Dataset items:
───

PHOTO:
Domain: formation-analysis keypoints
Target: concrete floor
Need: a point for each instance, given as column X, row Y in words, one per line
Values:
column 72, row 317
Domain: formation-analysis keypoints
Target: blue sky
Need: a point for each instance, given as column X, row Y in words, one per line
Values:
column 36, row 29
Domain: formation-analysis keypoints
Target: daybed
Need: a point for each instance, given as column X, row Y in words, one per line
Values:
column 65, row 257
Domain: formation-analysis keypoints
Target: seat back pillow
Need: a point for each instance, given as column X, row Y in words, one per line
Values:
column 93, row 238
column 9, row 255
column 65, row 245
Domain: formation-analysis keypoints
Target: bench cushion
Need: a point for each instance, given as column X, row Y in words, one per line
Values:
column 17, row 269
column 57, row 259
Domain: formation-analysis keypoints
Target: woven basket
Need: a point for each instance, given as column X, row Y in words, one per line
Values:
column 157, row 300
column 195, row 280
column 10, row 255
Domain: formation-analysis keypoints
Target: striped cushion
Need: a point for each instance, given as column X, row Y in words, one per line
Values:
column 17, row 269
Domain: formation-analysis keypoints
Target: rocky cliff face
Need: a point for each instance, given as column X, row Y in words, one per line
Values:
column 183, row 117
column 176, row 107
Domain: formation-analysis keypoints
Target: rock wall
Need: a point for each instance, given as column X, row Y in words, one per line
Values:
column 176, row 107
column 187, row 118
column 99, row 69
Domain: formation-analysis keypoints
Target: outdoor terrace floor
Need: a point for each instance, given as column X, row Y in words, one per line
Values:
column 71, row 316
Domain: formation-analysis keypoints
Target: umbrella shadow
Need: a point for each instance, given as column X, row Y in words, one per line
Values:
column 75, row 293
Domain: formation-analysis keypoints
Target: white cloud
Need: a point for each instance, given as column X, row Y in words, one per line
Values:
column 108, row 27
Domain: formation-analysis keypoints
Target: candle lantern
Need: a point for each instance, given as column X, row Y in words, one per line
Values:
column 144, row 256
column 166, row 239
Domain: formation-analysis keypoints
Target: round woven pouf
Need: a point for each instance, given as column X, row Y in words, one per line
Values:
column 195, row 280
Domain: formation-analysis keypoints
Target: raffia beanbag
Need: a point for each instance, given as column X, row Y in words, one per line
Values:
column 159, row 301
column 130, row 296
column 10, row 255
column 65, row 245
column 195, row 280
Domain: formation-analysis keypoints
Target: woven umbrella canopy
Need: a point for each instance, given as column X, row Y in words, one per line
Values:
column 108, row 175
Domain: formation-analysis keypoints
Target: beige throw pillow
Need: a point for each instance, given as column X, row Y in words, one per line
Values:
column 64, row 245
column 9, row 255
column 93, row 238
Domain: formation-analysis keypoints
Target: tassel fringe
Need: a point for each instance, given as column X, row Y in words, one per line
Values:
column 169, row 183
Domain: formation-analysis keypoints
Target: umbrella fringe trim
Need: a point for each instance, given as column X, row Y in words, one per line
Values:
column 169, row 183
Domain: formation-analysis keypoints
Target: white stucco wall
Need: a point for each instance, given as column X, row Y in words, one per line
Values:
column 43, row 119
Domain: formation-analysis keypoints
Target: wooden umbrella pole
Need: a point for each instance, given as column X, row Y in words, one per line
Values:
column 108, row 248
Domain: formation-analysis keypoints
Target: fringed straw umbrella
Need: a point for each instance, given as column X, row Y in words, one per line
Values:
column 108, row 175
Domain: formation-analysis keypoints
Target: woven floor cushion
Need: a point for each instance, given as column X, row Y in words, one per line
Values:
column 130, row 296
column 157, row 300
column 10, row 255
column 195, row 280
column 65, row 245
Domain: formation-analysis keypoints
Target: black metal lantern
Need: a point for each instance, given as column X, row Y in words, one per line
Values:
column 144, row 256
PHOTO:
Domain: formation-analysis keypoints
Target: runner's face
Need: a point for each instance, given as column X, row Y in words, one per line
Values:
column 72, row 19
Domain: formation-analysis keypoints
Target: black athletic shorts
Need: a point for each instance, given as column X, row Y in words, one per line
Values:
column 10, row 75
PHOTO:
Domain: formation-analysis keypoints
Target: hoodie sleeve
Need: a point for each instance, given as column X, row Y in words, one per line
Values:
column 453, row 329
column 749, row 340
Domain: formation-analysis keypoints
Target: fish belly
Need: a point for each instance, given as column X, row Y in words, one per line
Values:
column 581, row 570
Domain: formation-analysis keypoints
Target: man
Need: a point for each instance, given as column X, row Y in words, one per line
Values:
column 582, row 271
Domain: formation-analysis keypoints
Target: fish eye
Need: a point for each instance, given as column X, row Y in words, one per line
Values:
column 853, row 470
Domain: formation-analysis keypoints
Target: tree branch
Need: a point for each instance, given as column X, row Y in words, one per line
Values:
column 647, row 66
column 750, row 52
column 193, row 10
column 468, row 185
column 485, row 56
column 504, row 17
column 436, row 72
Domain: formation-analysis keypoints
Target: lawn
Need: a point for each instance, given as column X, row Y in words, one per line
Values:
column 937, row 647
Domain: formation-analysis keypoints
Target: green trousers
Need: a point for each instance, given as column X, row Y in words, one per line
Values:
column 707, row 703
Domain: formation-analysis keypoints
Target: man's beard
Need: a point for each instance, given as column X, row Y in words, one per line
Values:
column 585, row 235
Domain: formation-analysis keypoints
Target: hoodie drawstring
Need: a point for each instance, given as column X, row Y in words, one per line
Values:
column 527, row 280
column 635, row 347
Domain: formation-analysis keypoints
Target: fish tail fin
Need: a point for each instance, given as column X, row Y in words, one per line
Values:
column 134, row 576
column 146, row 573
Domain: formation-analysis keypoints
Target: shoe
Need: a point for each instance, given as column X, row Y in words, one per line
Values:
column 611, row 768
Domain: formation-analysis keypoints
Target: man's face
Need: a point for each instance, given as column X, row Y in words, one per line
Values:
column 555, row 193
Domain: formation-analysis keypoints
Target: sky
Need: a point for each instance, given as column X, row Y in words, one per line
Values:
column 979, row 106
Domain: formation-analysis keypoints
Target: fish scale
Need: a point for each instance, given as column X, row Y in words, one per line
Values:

───

Please repeat the items above word for word, starting at their first line and ending with the line that contains "column 65, row 257", with both ends included.

WRITTEN SOLUTION:
PHOTO:
Domain: formation-analysis keypoints
Target: concrete floor
Need: a point for each instance, given as column X, row Y in words, one per line
Values:
column 72, row 317
Domain: formation-analysis keypoints
Target: blue sky
Need: a point for each instance, given as column X, row Y in words, one per line
Values:
column 36, row 29
Domain: formation-analysis keypoints
Target: daybed
Need: a point for each instance, given as column X, row Y in words, one per line
Values:
column 65, row 257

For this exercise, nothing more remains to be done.